Input rows |

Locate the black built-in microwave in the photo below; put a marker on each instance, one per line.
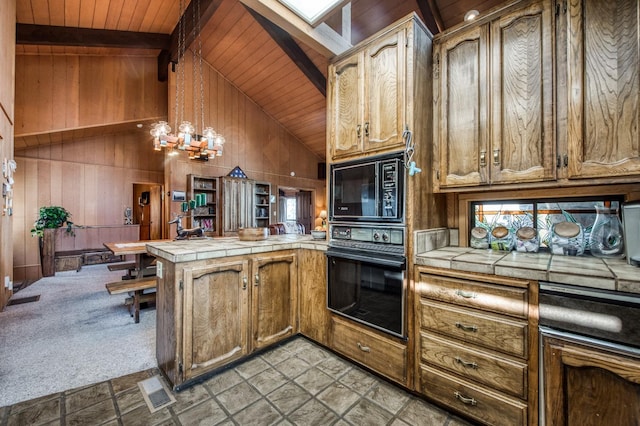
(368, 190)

==

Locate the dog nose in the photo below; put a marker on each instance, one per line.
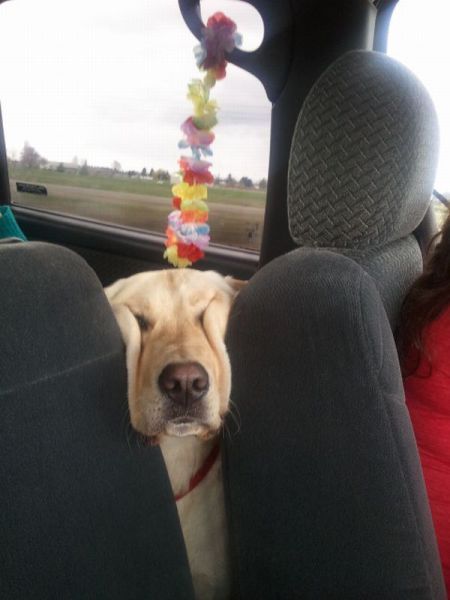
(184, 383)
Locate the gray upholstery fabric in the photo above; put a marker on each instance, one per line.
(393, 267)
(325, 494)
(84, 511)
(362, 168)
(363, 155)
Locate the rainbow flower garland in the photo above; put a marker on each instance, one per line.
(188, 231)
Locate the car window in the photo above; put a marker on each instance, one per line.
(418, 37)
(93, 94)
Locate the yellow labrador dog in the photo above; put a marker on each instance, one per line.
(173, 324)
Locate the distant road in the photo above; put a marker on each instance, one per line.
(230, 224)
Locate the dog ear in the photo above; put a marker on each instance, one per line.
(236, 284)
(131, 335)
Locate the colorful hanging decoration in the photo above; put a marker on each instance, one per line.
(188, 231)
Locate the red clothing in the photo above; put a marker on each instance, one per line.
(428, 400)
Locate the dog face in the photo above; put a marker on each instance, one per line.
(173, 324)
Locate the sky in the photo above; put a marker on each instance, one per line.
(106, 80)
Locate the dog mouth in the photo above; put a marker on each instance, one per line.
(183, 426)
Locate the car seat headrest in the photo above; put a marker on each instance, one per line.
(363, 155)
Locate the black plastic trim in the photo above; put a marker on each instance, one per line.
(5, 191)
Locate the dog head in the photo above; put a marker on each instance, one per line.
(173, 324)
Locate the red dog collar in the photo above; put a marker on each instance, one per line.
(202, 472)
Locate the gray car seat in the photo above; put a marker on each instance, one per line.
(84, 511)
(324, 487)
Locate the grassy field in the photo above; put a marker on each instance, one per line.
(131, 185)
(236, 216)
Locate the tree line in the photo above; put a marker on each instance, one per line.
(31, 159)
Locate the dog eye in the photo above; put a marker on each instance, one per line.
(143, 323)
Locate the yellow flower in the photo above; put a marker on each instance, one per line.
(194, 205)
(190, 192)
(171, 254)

...

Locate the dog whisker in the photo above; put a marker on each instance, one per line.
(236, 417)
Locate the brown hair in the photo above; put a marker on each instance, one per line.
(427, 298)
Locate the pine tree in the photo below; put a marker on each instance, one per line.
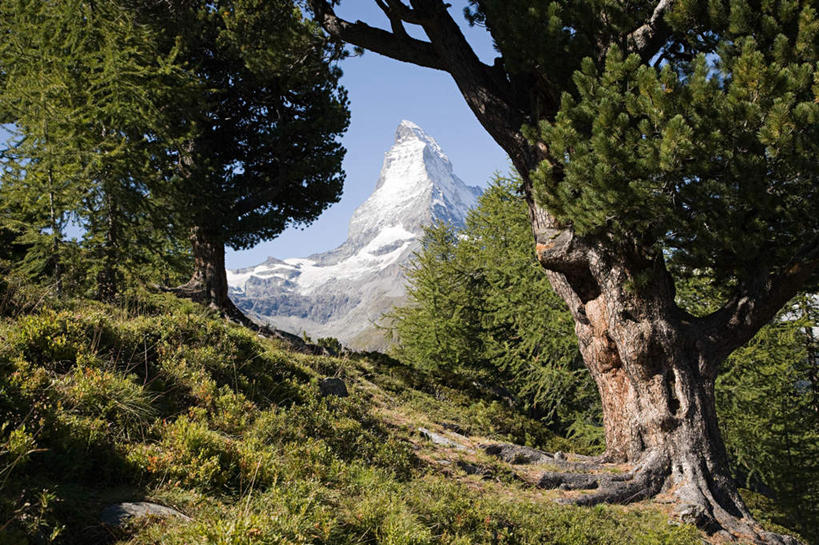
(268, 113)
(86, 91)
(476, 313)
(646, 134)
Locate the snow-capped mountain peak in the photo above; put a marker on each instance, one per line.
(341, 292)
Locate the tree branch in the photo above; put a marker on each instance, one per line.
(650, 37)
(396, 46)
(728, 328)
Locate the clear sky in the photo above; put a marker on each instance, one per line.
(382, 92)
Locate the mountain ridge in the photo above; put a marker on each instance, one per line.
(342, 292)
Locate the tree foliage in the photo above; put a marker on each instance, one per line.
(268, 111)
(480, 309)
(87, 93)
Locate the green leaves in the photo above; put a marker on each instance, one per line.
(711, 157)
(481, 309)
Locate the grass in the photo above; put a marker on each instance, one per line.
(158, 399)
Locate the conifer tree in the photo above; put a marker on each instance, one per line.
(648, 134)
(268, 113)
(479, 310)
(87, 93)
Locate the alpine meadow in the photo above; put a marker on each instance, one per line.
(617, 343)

Problem to work on |
Find each line in the records above that contains the string "seat", and copy those lines out in full. Matching is case-sensitive.

Task solution |
Locate the car seat headrest in the photo above; put a marker on each instance, one per line.
Locate the gray car seat in the photo above; put a marker on each instance, one per line.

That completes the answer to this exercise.